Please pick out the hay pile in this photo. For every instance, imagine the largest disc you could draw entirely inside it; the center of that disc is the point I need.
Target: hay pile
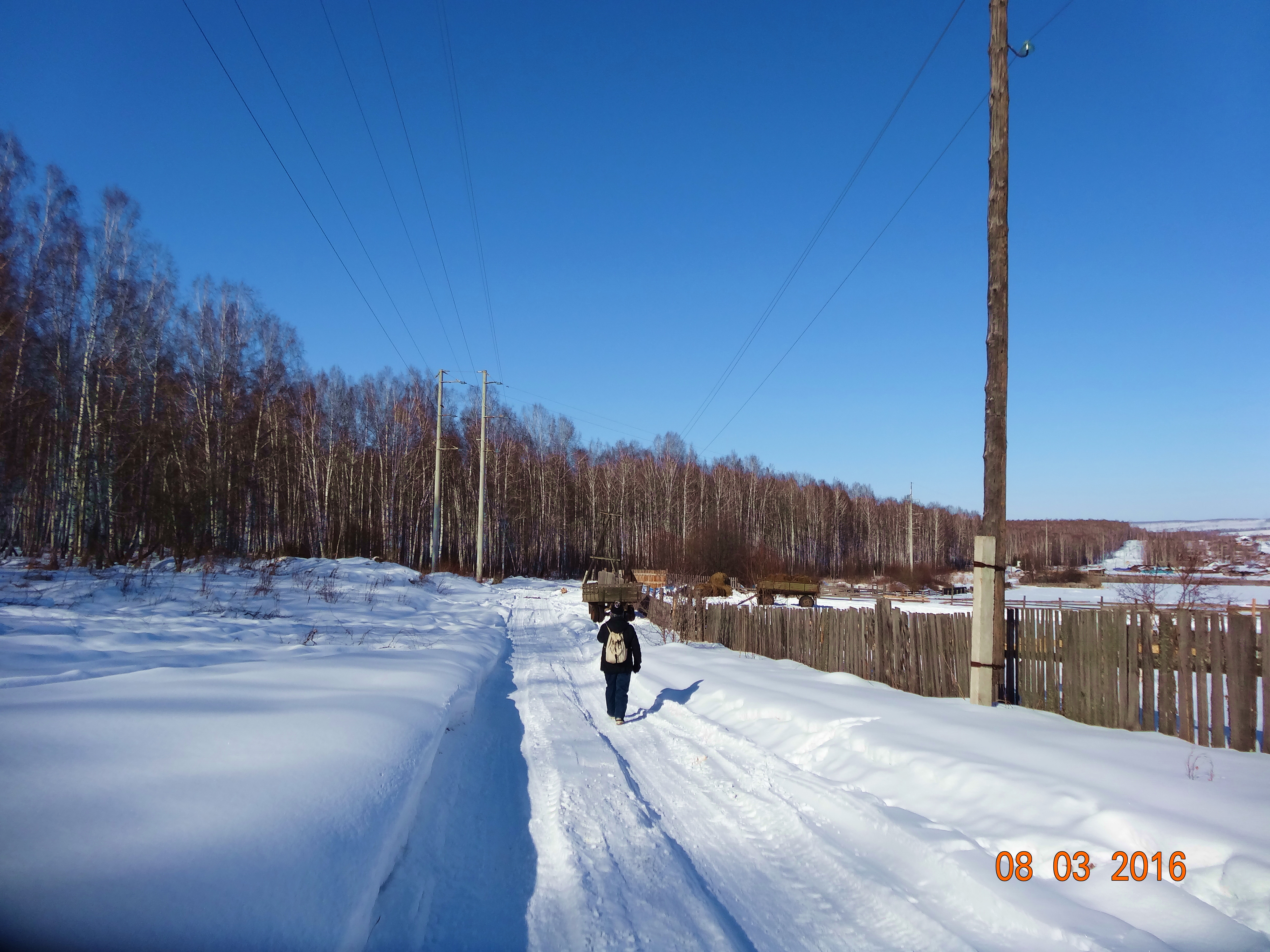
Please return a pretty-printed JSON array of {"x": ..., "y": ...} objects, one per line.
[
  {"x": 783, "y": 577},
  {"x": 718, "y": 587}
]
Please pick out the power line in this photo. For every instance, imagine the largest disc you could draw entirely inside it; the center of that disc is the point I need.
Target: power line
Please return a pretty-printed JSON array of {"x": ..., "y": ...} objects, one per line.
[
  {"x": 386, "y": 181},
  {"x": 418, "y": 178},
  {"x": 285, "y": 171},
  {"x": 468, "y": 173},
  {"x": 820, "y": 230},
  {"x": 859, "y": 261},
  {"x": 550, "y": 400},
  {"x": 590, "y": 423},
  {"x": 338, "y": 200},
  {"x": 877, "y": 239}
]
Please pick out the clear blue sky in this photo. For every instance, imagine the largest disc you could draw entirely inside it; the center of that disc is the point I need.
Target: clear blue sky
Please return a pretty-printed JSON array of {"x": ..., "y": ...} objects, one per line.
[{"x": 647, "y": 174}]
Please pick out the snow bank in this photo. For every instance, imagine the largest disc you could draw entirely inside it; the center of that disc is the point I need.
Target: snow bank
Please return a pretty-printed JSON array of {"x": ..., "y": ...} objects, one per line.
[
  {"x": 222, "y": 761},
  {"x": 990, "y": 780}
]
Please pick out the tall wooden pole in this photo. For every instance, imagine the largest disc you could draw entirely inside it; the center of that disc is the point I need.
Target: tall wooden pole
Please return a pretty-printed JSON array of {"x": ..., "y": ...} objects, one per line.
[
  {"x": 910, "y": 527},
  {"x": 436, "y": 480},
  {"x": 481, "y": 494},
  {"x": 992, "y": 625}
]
--
▶ WHAT YOU HAVE TO DO
Recast every line of the listing above as a Markdown table with the columns Row and Text, numbering each row and skipping blank lines. Omit the pictures from the table.

▶ SOLUTION
| Row | Text |
|---|---|
| 1 | Please pick out the hay pile in this photo. For every instance, imagine the largest disc you could draw entirely inside it; the center of that disc is the point I need. |
| 2 | Target: hay pile |
| 3 | Please return a pretty-printed JSON array of {"x": ..., "y": ...} objects, one per line. |
| 4 | [ |
| 5 |   {"x": 783, "y": 577}, |
| 6 |   {"x": 718, "y": 587} |
| 7 | ] |
| 8 | Please pick out the power line in this photo. For every instance, imagine the largest disc you could draw entirely inside it; the center of that disc is the point I need. |
| 9 | Target: power line |
| 10 | Please return a pretty-printed JSON array of {"x": ..., "y": ...} objects, one per line. |
| 11 | [ |
| 12 |   {"x": 386, "y": 181}, |
| 13 |   {"x": 418, "y": 178}, |
| 14 |   {"x": 285, "y": 171}, |
| 15 |   {"x": 468, "y": 173}, |
| 16 |   {"x": 820, "y": 230}, |
| 17 |   {"x": 859, "y": 261}, |
| 18 |   {"x": 550, "y": 400}, |
| 19 |   {"x": 590, "y": 423}, |
| 20 |   {"x": 338, "y": 200}, |
| 21 |   {"x": 877, "y": 239} |
| 22 | ] |
| 23 | Please pick out the clear blue sky in this photo. For every instance, imagine the largest disc you could draw entirely inside it; the center of that disc is the point I need. |
| 24 | Target: clear blue sky |
| 25 | Please return a pretty-printed JSON array of {"x": ..., "y": ...} objects, one per line. |
| 26 | [{"x": 647, "y": 174}] |
| 27 | Please pick out the snow bank in this photo. For every instance, imagine the largest disc you could draw entirely inside it; the center of that disc is the point I need. |
| 28 | Target: snow bank |
| 29 | Please return a pretty-printed JSON array of {"x": ..., "y": ...} objects, one per line. |
| 30 | [ |
| 31 |   {"x": 222, "y": 761}, |
| 32 |   {"x": 990, "y": 780} |
| 33 | ] |
| 34 | Please pick out the tall wooden pole in this photo. For every instance, imagine the largest disc you could draw entirely inside it; the center of that disc is the point I need. |
| 35 | Target: tall wooden pole |
| 36 | Please return a pretty-printed JSON array of {"x": ..., "y": ...} objects, one per line. |
| 37 | [ |
| 38 |   {"x": 910, "y": 527}, |
| 39 |   {"x": 436, "y": 480}, |
| 40 |   {"x": 481, "y": 494}, |
| 41 |   {"x": 992, "y": 625} |
| 42 | ] |